■ Short problem ■
Print the listing below verbatim, line for line and without any alteration.

■ Raw records ■

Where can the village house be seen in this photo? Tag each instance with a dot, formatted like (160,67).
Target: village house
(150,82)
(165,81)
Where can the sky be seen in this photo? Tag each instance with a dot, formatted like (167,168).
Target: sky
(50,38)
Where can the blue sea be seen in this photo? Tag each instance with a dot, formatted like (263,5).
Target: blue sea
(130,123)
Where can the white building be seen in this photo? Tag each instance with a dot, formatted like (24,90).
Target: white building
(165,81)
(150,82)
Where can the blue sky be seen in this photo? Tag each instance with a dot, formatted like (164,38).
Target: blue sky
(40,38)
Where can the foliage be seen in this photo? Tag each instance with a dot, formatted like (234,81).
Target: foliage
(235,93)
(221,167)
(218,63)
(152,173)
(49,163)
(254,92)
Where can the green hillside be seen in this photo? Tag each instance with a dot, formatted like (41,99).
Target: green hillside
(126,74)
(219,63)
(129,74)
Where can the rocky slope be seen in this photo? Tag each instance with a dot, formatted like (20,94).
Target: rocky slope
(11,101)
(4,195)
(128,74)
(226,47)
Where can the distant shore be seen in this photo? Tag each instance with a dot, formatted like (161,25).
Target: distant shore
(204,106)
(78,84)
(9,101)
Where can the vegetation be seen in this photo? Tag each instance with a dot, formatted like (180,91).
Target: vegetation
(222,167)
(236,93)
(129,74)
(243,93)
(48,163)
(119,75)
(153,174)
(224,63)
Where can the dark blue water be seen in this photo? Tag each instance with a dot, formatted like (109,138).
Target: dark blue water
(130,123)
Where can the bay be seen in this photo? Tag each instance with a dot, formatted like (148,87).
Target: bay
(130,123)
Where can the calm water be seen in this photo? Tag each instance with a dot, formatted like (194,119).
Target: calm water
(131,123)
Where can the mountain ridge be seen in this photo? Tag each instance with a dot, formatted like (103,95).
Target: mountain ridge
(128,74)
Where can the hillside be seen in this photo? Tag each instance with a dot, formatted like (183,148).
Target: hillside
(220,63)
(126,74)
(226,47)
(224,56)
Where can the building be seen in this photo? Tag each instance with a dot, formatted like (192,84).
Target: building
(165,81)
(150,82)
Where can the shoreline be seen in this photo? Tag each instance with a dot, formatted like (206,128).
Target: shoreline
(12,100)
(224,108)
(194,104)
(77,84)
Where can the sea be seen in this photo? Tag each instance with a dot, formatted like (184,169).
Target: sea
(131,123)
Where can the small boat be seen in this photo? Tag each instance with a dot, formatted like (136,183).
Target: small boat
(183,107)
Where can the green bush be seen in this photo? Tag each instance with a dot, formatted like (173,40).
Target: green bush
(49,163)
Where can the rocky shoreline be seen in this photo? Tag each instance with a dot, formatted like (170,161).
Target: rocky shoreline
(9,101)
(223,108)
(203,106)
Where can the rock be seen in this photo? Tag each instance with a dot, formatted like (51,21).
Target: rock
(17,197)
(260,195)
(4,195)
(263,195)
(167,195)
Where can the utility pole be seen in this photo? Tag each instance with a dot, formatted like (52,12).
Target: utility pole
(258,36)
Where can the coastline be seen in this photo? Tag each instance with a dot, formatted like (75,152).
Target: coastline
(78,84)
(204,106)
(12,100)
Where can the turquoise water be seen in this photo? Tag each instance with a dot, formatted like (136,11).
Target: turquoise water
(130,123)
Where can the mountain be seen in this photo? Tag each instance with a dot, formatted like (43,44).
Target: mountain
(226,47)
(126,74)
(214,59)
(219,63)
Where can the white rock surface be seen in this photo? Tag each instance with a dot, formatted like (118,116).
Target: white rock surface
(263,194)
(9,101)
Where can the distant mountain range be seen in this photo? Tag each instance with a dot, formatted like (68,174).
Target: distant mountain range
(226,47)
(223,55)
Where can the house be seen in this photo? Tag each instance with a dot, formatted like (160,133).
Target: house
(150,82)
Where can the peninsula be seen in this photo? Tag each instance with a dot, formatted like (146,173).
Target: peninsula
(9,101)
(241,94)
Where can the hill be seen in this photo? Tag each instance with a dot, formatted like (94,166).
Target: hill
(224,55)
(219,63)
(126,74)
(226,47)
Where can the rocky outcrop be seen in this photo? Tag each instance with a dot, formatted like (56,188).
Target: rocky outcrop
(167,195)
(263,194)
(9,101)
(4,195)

■ Solution to the problem ■
Where can the village house be seen in this photo? Tag each instance with a dot, formatted like (160,67).
Target: village house
(150,82)
(165,81)
Where can the sky be seen in this photo? Tag each instance with a dot, formatted like (167,168).
Target: sky
(50,38)
Where can the blue sea be seen in this photo? Tag each instance with a dot, formatted like (263,5).
Target: blue sea
(130,123)
Where can the white building be seen in this photo? Tag each instance with a dot, formatted like (24,90).
Target: white building
(165,81)
(150,82)
Where can the blue sky be seen in this photo? Tag each instance with a dot, formatted like (164,38).
Target: blue sky
(40,38)
Where can the foliage be seen in this photo? Tag each instance with a dot, formatted like (234,81).
Target: foliage
(235,93)
(221,167)
(218,63)
(152,173)
(49,163)
(254,92)
Where can the green hillside be seen in this photo? Tag each instance with a dot, formatted like (41,99).
Target: green hillside
(126,74)
(219,63)
(129,74)
Where can the rocky slope be seen in this photo? Tag each instance with a dot, formatted like (20,94).
Target: rocky slope
(11,101)
(4,195)
(128,74)
(226,47)
Where can the distant shore be seen in this photo? Tag each instance with a dot, formatted like (161,25).
Target: distant shore
(204,106)
(78,84)
(9,101)
Where can the vegetation be seen in this photo? Tag each instance with a dot, formatted like (180,91).
Target: vegetation
(222,167)
(236,93)
(129,74)
(243,93)
(48,163)
(119,75)
(153,174)
(224,63)
Where can the dark blue water be seen in this photo? Tag each instance with a dot, formatted like (109,138).
Target: dark blue water
(130,123)
Where can the bay be seen in this photo? Tag each instance with a dot, formatted like (148,87).
Target: bay
(130,123)
Where can the calm water be seen in this photo? Tag each instance with a dot, formatted like (194,119).
Target: calm water
(131,123)
Where can the mountain ridge be seen in this photo? Tag each instance with a dot, formatted like (103,95).
Target: mountain ridge
(128,74)
Where can the hillside be seen in this photo? Tag each instance with a dot, formatted like (183,148).
Target: hillside
(220,63)
(126,74)
(226,47)
(224,56)
Where can the building be seen in this photo? Tag each instance with a dot, formatted like (192,84).
Target: building
(165,81)
(150,82)
Where can the shoreline be seen in this photo? Tag each instance with a dot, formatted like (206,128).
Target: shoreline
(12,100)
(224,108)
(194,104)
(77,84)
Where can the sea be seen in this photo? Tag each instance with a dot, formatted like (184,169).
Target: sea
(131,123)
Where can the small boat be seen in this photo? Tag each instance with a dot, formatted like (136,183).
Target: small boat
(183,107)
Where can the green bush be seen in this photo? Tag each instance with a dot, formatted like (173,40).
Target: green bush
(49,163)
Where can the rocky shoreline be seen in this photo? Tag each instance with a dot, formatted like (170,161).
Target: rocky shoreline
(9,101)
(223,108)
(203,106)
Where can the rock be seen in this photo? Tag each instance with a dot, formatted like (51,21).
Target: rock
(17,197)
(260,195)
(4,195)
(263,195)
(167,195)
Where can the utility pole be seen in this photo? Tag each instance with a dot, formatted like (52,12).
Target: utility pole
(258,36)
Where can the coastline be seen in this photo? Tag each instance with a dot, formatted like (75,152).
Target: coastline
(78,84)
(204,106)
(12,100)
Where can the turquoise water be seen in this photo? Tag each instance with a dot, formatted like (136,11).
Target: turquoise water
(130,123)
Where can the mountain be seen in this photo? Tag each instance with a dot, formatted like (43,44).
Target: mountain
(226,47)
(126,74)
(214,59)
(219,63)
Where can the white rock surface be seen in this photo? Tag each instance with a dot, formatted like (118,116).
Target: white rock surface
(263,194)
(9,101)
Where can the distant mountain range be seen in this photo? Tag each instance with a dot, formatted like (68,174).
Target: distant mountain range
(226,47)
(223,55)
Where can the house be seen in this photo? Tag each instance with a dot, formatted like (160,133).
Target: house
(150,82)
Where can the peninsula be seen in this photo? Tag each instance with a dot, formatted like (146,173).
Target: peninsula
(9,101)
(241,94)
Where can the hill be seen in this photo? Tag each instance with a dot, formatted like (94,166).
Target: hill
(224,55)
(219,63)
(126,74)
(226,47)
Where can the rocky outcrop be seen in this photo? Tag each instance with a dot, formatted like (56,188).
Target: rocky outcrop
(167,195)
(263,194)
(9,101)
(4,195)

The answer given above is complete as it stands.